▶ [TASK DIRECTIONS]: Output every line of the material below as a JSON list of strings, one string per line, skipping blank lines. Leave out the pictures.

Image location labeling entries
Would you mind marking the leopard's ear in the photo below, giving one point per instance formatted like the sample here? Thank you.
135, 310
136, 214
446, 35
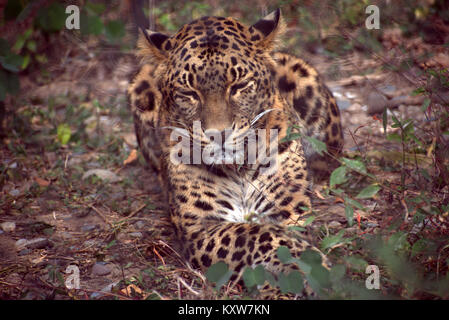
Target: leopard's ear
269, 28
154, 45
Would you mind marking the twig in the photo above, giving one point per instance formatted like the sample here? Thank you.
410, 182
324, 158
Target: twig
101, 215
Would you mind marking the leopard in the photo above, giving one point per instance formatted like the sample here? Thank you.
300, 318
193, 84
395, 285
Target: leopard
229, 78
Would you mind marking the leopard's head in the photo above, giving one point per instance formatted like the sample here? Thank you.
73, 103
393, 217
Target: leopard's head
216, 76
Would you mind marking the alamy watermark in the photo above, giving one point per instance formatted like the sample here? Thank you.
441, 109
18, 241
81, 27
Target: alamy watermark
73, 19
73, 277
373, 20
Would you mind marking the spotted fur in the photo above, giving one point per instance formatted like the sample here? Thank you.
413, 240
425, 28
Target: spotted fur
225, 74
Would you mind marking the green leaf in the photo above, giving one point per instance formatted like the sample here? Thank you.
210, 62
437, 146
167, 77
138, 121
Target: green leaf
317, 145
4, 47
12, 62
394, 137
368, 192
20, 42
283, 283
356, 262
64, 133
90, 25
219, 273
418, 247
311, 257
338, 176
110, 244
95, 8
248, 278
51, 18
296, 282
284, 254
331, 241
354, 165
253, 277
425, 104
12, 9
9, 84
354, 203
337, 273
349, 213
385, 119
309, 220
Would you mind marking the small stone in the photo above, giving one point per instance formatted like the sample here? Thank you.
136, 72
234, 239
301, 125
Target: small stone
88, 227
376, 102
140, 224
14, 192
136, 234
66, 235
8, 226
99, 269
37, 243
343, 104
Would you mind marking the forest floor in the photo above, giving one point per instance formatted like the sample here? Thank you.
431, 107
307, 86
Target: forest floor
93, 204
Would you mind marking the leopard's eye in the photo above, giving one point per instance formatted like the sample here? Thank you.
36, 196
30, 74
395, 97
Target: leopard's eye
190, 97
240, 87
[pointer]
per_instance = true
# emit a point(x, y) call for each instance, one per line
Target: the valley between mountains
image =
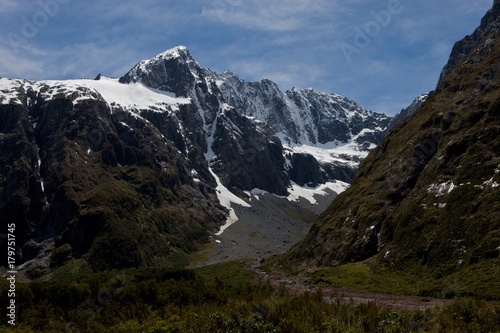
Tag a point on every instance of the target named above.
point(198, 202)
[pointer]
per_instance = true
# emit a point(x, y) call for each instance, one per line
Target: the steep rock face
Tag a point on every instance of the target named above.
point(406, 112)
point(93, 178)
point(428, 195)
point(142, 163)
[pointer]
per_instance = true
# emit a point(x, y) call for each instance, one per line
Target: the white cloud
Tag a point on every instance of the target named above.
point(271, 15)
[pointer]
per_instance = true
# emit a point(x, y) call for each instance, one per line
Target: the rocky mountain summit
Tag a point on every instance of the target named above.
point(141, 170)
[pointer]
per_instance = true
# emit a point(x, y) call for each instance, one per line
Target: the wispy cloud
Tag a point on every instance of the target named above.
point(271, 15)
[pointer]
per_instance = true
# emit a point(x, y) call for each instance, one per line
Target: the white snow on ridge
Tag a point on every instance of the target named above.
point(133, 95)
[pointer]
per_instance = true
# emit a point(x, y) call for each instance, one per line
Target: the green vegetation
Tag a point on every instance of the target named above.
point(219, 298)
point(479, 281)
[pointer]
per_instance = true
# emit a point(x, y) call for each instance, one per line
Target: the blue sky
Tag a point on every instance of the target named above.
point(380, 53)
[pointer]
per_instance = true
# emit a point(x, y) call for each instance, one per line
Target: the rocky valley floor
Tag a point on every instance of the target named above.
point(271, 225)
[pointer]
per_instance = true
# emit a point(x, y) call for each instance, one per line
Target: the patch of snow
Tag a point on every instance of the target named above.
point(441, 189)
point(491, 183)
point(308, 193)
point(227, 198)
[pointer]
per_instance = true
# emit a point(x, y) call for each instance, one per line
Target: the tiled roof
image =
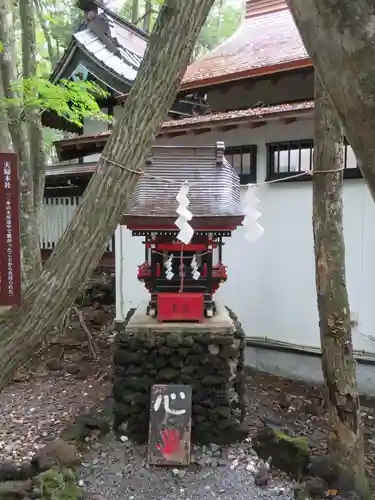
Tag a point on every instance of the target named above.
point(264, 43)
point(258, 114)
point(236, 116)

▶ [RESULT OF THIS EXERCISE]:
[
  "Would you mind marking the leopard's ear in the photo below, giving one point per instance formatted like the sample here? Thank you.",
  "135, 310",
  "136, 214",
  "446, 35",
  "Target: leopard's ear",
  "269, 28",
  "154, 45",
  "Would you mind marking the twig in the photo above, giving one point per instance formatted like the sample here? Thank you.",
  "410, 182",
  "324, 158",
  "Target: twig",
  "101, 215",
  "Would you mind marking the leopard in the photo above, giving one point per instance formatted like the sample here? Thank you.",
  "300, 318",
  "193, 84",
  "395, 285",
  "Target: leopard",
  "229, 78",
  "Would you mind marking the leopard's head in the photo above, giving one point per instance formatted like the sample here? Thank you.",
  "73, 103",
  "393, 217",
  "Target: leopard's head",
  "216, 76",
  "Would you mind marking the alamy watermark in the photo above, giving one point per instance formatted like the sample here? Thank you.",
  "441, 109",
  "18, 241",
  "81, 27",
  "Target: alamy watermark",
  "73, 19",
  "73, 277",
  "373, 20",
  "Would you mind marking the spotted fur in the photo above, giving one point per instance formatted like the sample here? Thank you.",
  "413, 240",
  "425, 28",
  "Target: spotted fur",
  "225, 74",
  "Would you mind marking the green leaf in the photo above, giving one point per instance formatted like the sample here? Thank you.",
  "210, 62",
  "437, 146",
  "167, 77",
  "138, 121",
  "Target: green leaf",
  "317, 145",
  "4, 47",
  "12, 62",
  "394, 137",
  "368, 192",
  "20, 42",
  "283, 283",
  "356, 262",
  "64, 133",
  "90, 25",
  "219, 273",
  "418, 247",
  "311, 257",
  "338, 176",
  "110, 244",
  "95, 8",
  "248, 278",
  "51, 18",
  "296, 282",
  "284, 254",
  "331, 241",
  "354, 165",
  "253, 277",
  "425, 104",
  "12, 9",
  "9, 84",
  "354, 203",
  "337, 273",
  "349, 213",
  "385, 119",
  "309, 220",
  "Would you mind marking the small stone in the photo above, giving one point per instance formatted like the sample here? Thank you.",
  "136, 72",
  "234, 239",
  "301, 125",
  "Target: small stone",
  "88, 227",
  "376, 102",
  "140, 224",
  "14, 192",
  "136, 234",
  "66, 235",
  "8, 226",
  "99, 269",
  "37, 243",
  "343, 104",
  "Would you mind marking the forest floor in the photo above, giving one point per instance formatted like the sample here? Thank you.",
  "431, 107",
  "307, 86",
  "Target: forest floor",
  "93, 204",
  "Would you mind marking the leopard's eye in the photo above, giving one point per instance formatted like the sample here? Thank you.",
  "36, 196",
  "30, 74",
  "395, 97",
  "Target: leopard's eye",
  "190, 97",
  "240, 87",
  "[pointer]",
  "per_instance = true",
  "# emit a point(x, y) call for each instance, one per line",
  "Target: the valley between mountains",
  "image =",
  "Tag a point on every instance of the target named above.",
  "point(198, 202)",
  "[pointer]",
  "per_instance = true",
  "# emit a point(x, y) call for each instance, one per line",
  "Target: the steep rock face",
  "Tag a point on every instance of the target named above.",
  "point(406, 112)",
  "point(93, 178)",
  "point(428, 195)",
  "point(142, 163)",
  "[pointer]",
  "per_instance = true",
  "# emit a point(x, y) call for each instance, one per line",
  "Target: the white cloud",
  "Tag a point on every instance of the target named above.",
  "point(271, 15)",
  "[pointer]",
  "per_instance = true",
  "# emit a point(x, y) call for each instance, one per line",
  "Target: the rocky mountain summit",
  "Tag a point on every instance of the target named above.",
  "point(141, 170)",
  "[pointer]",
  "per_instance = true",
  "# emit a point(x, y) call for each instance, one per line",
  "Target: the wispy cloud",
  "Tag a point on every instance of the target named above.",
  "point(271, 15)",
  "[pointer]",
  "per_instance = true",
  "# emit a point(x, y) call for each instance, one per line",
  "Target: the white snow on ridge",
  "Tag a point on every instance of the target named above.",
  "point(133, 95)",
  "[pointer]",
  "per_instance = true",
  "# emit a point(x, y) call for each instance, one per line",
  "Target: the green vegetation",
  "Tag a point on every instance of the target named above.",
  "point(219, 298)",
  "point(479, 281)",
  "[pointer]",
  "per_instance = true",
  "# emit a point(x, y) call for each instance, one per line",
  "Target: the blue sky",
  "Tag a point on every instance of the target named above.",
  "point(380, 53)",
  "[pointer]",
  "per_instance = true",
  "# emit a point(x, y) call for each instance, one per line",
  "Target: the rocky valley floor",
  "Tag a point on every instance of the target named above.",
  "point(271, 225)",
  "[pointer]",
  "per_instance = true",
  "# emit a point(x, y) call for each instance, one per line",
  "Target: the patch of snow",
  "Tag a point on every instance of the target named above.",
  "point(441, 189)",
  "point(491, 183)",
  "point(308, 193)",
  "point(227, 198)",
  "[pointer]",
  "per_instance = true",
  "# emit a point(x, y) call for each instance, one per line",
  "Target: the tiled roof",
  "image =",
  "Tag a point on every instance of the target named above.",
  "point(264, 43)",
  "point(258, 114)",
  "point(236, 116)"
]